Lifetime Achievement Award 2017
– Dr Rupert Courtenay-Evans
Dr Tony Newman-Sanders (President) presented Dr Rupert Courtney-Evans with the President’s Lifetime Achievement Award for 2017. This is a precis of the President’s commendation which was read at the Annual Dinner.
Rupert trained at Trinity College, Cambridge and Bart’s in London and continued training in Medicine up and down the M11 with sojourns in Southend, Whitechapel and the Brompton, ending up as a Senior Registrar in Cambridge. He was appointed to Mayday in November 1973.
At that time Mayday and Croydon General Hospitals were rather separate and distinct organisations and Physicians and Surgeons were rather separate and distinct tribes of doctor. Rupert was soon joined by Ruth Whitfield who took on the significant TB workload with which Croydon was blessed.
A few themes emerged from Rupert’s early years; one was a growing enthusiasm for making Mayday the best it could be, making things work, using his energy and charm to get people to work together. He built up the Chest Medicine Service while remaining completely committed to Acute General Medicine and strengthened the team by appointing further colleagues including Andrew Miller.
====
Reproduce the award commendation word for word. The material after this point is separate from the award commendation.
====
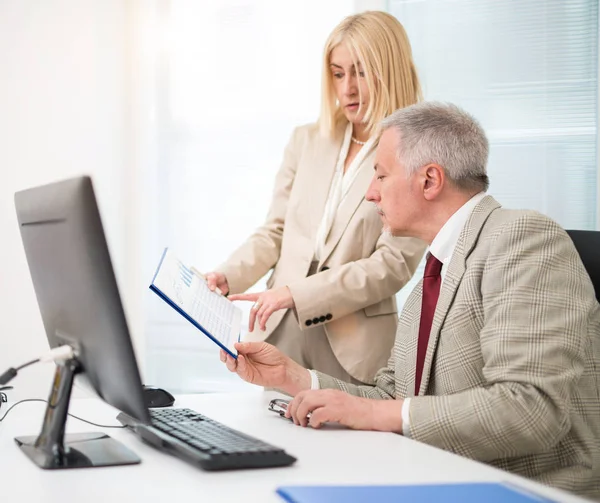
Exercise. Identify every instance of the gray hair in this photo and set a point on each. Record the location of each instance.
(441, 133)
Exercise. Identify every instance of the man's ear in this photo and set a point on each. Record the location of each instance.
(434, 179)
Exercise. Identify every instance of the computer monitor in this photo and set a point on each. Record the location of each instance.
(80, 305)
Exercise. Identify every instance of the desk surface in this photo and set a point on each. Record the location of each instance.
(327, 456)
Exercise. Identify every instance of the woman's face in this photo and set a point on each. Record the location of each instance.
(349, 83)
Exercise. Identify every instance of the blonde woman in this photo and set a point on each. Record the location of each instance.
(330, 301)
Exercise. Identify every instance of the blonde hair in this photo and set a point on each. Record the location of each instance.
(379, 43)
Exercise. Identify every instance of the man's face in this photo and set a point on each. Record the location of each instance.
(394, 194)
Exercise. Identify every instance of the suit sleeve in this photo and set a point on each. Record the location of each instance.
(345, 289)
(536, 305)
(252, 260)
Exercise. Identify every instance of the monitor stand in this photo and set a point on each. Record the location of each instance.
(52, 449)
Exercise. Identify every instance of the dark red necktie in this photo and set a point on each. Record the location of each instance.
(431, 291)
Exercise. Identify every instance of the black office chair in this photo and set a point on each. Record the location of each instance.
(588, 247)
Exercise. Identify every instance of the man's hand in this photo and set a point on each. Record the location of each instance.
(265, 304)
(263, 364)
(216, 280)
(336, 406)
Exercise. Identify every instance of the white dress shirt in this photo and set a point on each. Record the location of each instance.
(340, 185)
(442, 247)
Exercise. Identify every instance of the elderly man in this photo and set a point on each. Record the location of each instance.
(497, 353)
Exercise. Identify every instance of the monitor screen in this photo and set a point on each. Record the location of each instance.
(76, 289)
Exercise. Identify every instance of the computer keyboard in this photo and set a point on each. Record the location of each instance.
(208, 443)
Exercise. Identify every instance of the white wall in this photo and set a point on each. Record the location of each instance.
(64, 111)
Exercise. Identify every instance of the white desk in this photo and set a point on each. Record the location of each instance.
(327, 456)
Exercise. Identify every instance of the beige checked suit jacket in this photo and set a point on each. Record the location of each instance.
(353, 295)
(512, 371)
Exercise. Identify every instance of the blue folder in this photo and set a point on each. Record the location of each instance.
(436, 493)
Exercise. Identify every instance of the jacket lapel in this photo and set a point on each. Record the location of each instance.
(456, 269)
(323, 162)
(349, 205)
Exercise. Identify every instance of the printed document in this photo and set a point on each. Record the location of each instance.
(188, 293)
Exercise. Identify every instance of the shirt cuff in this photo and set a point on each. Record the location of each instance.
(406, 418)
(314, 380)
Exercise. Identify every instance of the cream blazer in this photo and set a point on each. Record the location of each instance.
(360, 270)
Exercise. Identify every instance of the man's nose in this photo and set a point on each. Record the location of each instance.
(372, 194)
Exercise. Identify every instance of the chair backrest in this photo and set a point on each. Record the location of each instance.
(588, 246)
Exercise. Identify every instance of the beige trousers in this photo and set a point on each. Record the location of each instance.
(310, 348)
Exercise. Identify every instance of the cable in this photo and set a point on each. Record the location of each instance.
(27, 364)
(68, 413)
(60, 353)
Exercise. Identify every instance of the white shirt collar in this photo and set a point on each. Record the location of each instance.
(442, 247)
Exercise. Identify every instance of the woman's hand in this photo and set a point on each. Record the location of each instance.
(265, 304)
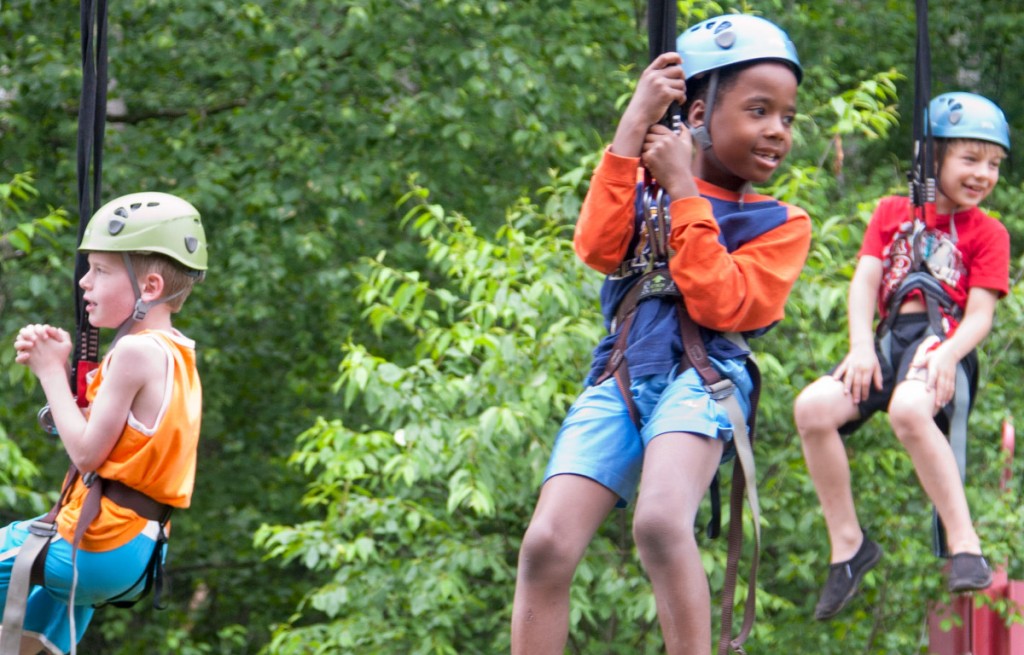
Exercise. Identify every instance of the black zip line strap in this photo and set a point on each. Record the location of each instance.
(922, 171)
(91, 122)
(662, 17)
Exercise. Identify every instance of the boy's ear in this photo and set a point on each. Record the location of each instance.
(152, 286)
(695, 117)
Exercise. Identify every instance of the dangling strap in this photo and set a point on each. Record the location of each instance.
(29, 569)
(722, 390)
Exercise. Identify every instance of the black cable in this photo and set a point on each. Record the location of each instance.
(91, 124)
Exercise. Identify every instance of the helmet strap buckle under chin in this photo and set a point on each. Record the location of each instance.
(701, 133)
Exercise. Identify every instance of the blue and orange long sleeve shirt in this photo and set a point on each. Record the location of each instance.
(733, 258)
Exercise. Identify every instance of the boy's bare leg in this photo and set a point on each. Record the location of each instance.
(911, 418)
(678, 468)
(568, 512)
(819, 411)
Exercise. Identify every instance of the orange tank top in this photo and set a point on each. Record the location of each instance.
(159, 461)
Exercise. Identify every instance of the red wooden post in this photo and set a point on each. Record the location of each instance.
(981, 631)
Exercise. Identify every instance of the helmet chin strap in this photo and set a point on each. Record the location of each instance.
(701, 133)
(141, 307)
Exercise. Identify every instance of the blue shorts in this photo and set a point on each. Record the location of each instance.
(100, 576)
(599, 440)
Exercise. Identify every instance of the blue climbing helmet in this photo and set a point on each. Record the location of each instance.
(735, 38)
(960, 115)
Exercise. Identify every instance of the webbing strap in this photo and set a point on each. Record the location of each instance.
(91, 124)
(957, 441)
(28, 570)
(20, 584)
(743, 479)
(722, 390)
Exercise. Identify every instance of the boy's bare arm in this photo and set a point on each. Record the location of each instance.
(135, 374)
(860, 368)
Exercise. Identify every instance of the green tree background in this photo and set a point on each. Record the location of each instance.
(394, 321)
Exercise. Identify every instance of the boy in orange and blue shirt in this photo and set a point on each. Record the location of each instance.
(137, 439)
(733, 256)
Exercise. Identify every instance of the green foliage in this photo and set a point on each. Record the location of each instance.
(463, 324)
(417, 504)
(27, 238)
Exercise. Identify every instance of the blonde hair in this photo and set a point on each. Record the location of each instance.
(177, 279)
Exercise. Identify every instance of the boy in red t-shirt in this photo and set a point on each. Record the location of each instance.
(936, 285)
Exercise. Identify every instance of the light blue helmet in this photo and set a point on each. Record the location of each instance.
(732, 39)
(960, 115)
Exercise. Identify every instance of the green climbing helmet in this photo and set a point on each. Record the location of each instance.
(148, 222)
(732, 39)
(968, 116)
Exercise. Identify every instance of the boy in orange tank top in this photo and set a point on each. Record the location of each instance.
(139, 433)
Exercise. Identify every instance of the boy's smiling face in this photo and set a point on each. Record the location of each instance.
(109, 297)
(752, 126)
(969, 173)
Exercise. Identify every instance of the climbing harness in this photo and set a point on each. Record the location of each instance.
(658, 284)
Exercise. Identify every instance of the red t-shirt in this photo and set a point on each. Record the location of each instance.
(964, 250)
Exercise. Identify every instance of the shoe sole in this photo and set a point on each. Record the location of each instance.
(824, 616)
(969, 586)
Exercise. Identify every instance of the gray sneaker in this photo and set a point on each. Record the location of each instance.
(844, 579)
(969, 572)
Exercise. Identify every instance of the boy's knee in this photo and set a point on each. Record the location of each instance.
(815, 407)
(658, 534)
(546, 554)
(910, 412)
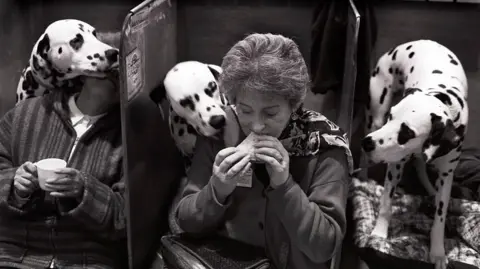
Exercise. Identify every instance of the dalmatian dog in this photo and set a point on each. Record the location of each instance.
(196, 104)
(427, 125)
(66, 50)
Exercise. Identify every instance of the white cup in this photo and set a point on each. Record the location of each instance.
(46, 170)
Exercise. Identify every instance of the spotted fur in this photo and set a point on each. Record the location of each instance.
(427, 125)
(196, 104)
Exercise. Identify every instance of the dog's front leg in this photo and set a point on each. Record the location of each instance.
(442, 198)
(393, 177)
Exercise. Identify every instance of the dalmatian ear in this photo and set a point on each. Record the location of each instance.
(158, 94)
(444, 137)
(216, 70)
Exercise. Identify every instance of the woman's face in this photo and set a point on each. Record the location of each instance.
(105, 89)
(264, 114)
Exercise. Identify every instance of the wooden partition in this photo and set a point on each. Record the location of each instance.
(152, 163)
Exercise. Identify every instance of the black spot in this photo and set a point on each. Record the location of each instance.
(188, 102)
(440, 208)
(455, 160)
(77, 42)
(409, 91)
(459, 100)
(43, 47)
(460, 130)
(181, 131)
(405, 134)
(444, 98)
(384, 94)
(29, 82)
(388, 116)
(368, 144)
(394, 56)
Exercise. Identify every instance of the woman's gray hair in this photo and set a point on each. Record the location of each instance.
(265, 63)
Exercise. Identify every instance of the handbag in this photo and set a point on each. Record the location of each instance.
(184, 251)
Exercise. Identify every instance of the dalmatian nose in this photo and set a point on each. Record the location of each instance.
(217, 121)
(111, 55)
(368, 144)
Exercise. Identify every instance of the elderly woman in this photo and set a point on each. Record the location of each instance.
(295, 205)
(80, 221)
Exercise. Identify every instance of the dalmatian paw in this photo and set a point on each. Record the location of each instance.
(438, 257)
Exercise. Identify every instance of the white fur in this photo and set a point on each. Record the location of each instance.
(436, 71)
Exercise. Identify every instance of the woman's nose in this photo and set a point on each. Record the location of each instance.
(257, 126)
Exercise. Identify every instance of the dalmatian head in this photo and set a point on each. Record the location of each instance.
(192, 89)
(69, 48)
(418, 124)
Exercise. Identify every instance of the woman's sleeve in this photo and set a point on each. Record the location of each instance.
(199, 210)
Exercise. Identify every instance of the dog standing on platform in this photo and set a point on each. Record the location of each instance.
(427, 125)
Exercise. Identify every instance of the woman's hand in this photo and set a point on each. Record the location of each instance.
(69, 184)
(228, 166)
(271, 151)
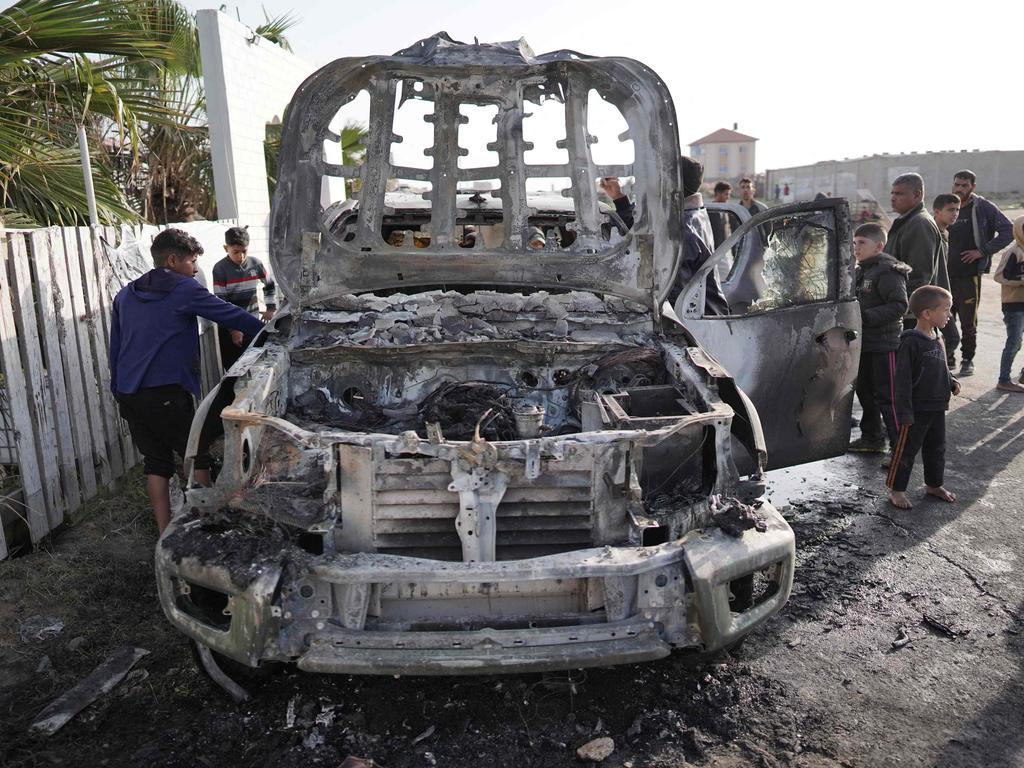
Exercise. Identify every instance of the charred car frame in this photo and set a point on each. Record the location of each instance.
(479, 439)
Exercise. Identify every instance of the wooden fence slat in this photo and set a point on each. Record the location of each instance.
(110, 236)
(89, 247)
(39, 244)
(70, 343)
(94, 394)
(17, 398)
(133, 233)
(37, 377)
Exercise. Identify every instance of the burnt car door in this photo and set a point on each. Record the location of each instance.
(730, 217)
(792, 338)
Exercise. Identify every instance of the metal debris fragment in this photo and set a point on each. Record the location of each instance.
(38, 628)
(99, 681)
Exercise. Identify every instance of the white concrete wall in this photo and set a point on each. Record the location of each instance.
(249, 82)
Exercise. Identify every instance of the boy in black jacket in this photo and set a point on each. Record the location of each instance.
(882, 293)
(923, 388)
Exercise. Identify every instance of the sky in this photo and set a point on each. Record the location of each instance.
(812, 81)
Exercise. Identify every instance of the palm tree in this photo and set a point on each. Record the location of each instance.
(68, 62)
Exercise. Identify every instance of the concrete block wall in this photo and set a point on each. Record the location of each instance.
(1000, 175)
(249, 82)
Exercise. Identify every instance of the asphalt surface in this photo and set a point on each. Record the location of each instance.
(901, 646)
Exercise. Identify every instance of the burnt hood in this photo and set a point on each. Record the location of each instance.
(314, 262)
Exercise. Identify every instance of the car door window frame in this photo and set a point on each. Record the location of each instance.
(690, 302)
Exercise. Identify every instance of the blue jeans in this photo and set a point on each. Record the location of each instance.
(1014, 322)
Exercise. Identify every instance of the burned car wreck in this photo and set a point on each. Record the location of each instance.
(479, 439)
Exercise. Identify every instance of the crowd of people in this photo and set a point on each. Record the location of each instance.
(919, 286)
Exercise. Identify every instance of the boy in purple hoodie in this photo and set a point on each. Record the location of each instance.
(155, 359)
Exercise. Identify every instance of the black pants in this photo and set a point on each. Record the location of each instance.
(951, 339)
(967, 296)
(229, 352)
(875, 384)
(927, 434)
(160, 419)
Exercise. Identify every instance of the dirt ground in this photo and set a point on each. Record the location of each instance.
(901, 646)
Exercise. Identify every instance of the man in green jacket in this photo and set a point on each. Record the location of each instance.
(913, 238)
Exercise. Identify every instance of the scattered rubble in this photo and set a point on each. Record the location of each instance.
(596, 751)
(733, 517)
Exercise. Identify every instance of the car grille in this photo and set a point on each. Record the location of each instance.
(414, 512)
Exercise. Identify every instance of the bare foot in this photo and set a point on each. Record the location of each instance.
(898, 499)
(940, 493)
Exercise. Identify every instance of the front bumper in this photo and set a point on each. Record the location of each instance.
(373, 613)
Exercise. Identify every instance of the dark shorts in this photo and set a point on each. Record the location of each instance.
(160, 419)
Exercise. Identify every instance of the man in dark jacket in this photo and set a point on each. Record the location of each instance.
(913, 238)
(155, 354)
(881, 284)
(697, 236)
(978, 233)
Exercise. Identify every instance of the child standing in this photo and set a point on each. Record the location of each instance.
(945, 210)
(881, 284)
(154, 351)
(1010, 273)
(923, 388)
(236, 279)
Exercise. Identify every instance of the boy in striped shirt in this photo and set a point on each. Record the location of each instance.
(236, 279)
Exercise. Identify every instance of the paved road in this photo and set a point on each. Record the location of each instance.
(872, 573)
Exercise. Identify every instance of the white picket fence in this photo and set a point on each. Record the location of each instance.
(61, 439)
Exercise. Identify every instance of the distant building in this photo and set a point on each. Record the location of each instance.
(726, 155)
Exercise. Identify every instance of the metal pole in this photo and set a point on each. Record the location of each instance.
(90, 193)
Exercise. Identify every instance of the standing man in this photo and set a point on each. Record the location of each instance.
(155, 359)
(696, 235)
(913, 238)
(979, 232)
(747, 189)
(720, 219)
(235, 280)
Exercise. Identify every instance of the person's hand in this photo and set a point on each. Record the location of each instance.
(610, 186)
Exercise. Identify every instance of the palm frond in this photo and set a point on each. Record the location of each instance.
(273, 29)
(155, 30)
(49, 189)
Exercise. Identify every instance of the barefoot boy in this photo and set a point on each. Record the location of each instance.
(882, 293)
(945, 209)
(923, 388)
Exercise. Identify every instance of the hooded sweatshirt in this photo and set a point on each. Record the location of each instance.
(154, 334)
(882, 293)
(923, 379)
(1011, 265)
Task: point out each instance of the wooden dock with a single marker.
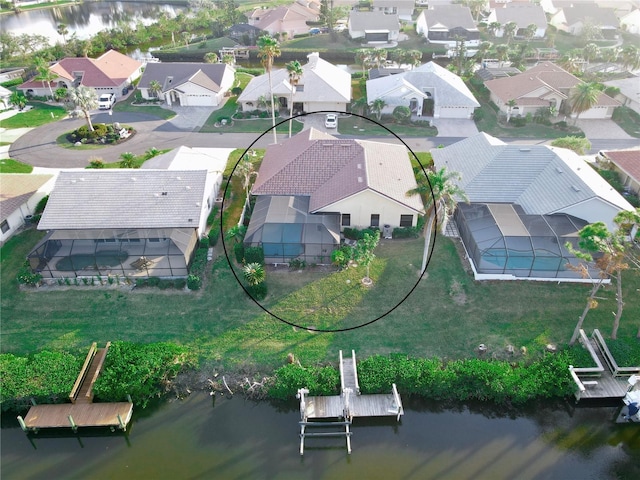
(81, 412)
(604, 381)
(345, 407)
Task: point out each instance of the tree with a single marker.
(86, 99)
(509, 31)
(254, 273)
(363, 252)
(268, 49)
(211, 57)
(154, 88)
(580, 145)
(294, 69)
(44, 73)
(584, 96)
(63, 31)
(377, 106)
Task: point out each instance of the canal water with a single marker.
(237, 439)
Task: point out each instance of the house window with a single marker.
(406, 220)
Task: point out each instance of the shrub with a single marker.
(238, 251)
(254, 255)
(194, 282)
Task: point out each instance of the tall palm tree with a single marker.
(377, 106)
(584, 96)
(268, 49)
(211, 57)
(86, 99)
(294, 69)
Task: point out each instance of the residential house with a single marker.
(545, 85)
(374, 28)
(286, 20)
(629, 94)
(523, 14)
(402, 8)
(134, 223)
(19, 197)
(312, 185)
(573, 18)
(630, 22)
(429, 90)
(322, 86)
(627, 164)
(188, 84)
(525, 203)
(112, 72)
(443, 24)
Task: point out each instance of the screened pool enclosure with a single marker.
(501, 239)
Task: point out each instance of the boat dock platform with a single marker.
(345, 407)
(81, 412)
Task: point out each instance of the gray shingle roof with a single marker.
(542, 179)
(94, 199)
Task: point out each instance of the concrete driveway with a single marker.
(454, 127)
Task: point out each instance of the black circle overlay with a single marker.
(288, 322)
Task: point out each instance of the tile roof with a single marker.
(450, 89)
(94, 199)
(627, 160)
(542, 179)
(449, 16)
(173, 75)
(545, 77)
(321, 81)
(328, 169)
(16, 189)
====
> FINISHED EXERCISE
Lifetime Achievement Award 2017
– Dr Rupert Courtenay-Evans
Dr Tony Newman-Sanders (President) presented Dr Rupert Courtney-Evans with the President’s Lifetime Achievement Award for 2017. This is a precis of the President’s commendation which was read at the Annual Dinner.
Rupert trained at Trinity College, Cambridge and Bart’s in London and continued training in Medicine up and down the M11 with sojourns in Southend, Whitechapel and the Brompton, ending up as a Senior Registrar in Cambridge. He was appointed to Mayday in November 1973.
At that time Mayday and Croydon General Hospitals were rather separate and distinct organisations and Physicians and Surgeons were rather separate and distinct tribes of doctor. Rupert was soon joined by Ruth Whitfield who took on the significant TB workload with which Croydon was blessed.
A few themes emerged from Rupert’s early years; one was a growing enthusiasm for making Mayday the best it could be, making things work, using his energy and charm to get people to work together. He built up the Chest Medicine Service while remaining completely committed to Acute General Medicine and strengthened the team by appointing further colleagues including Andrew Miller.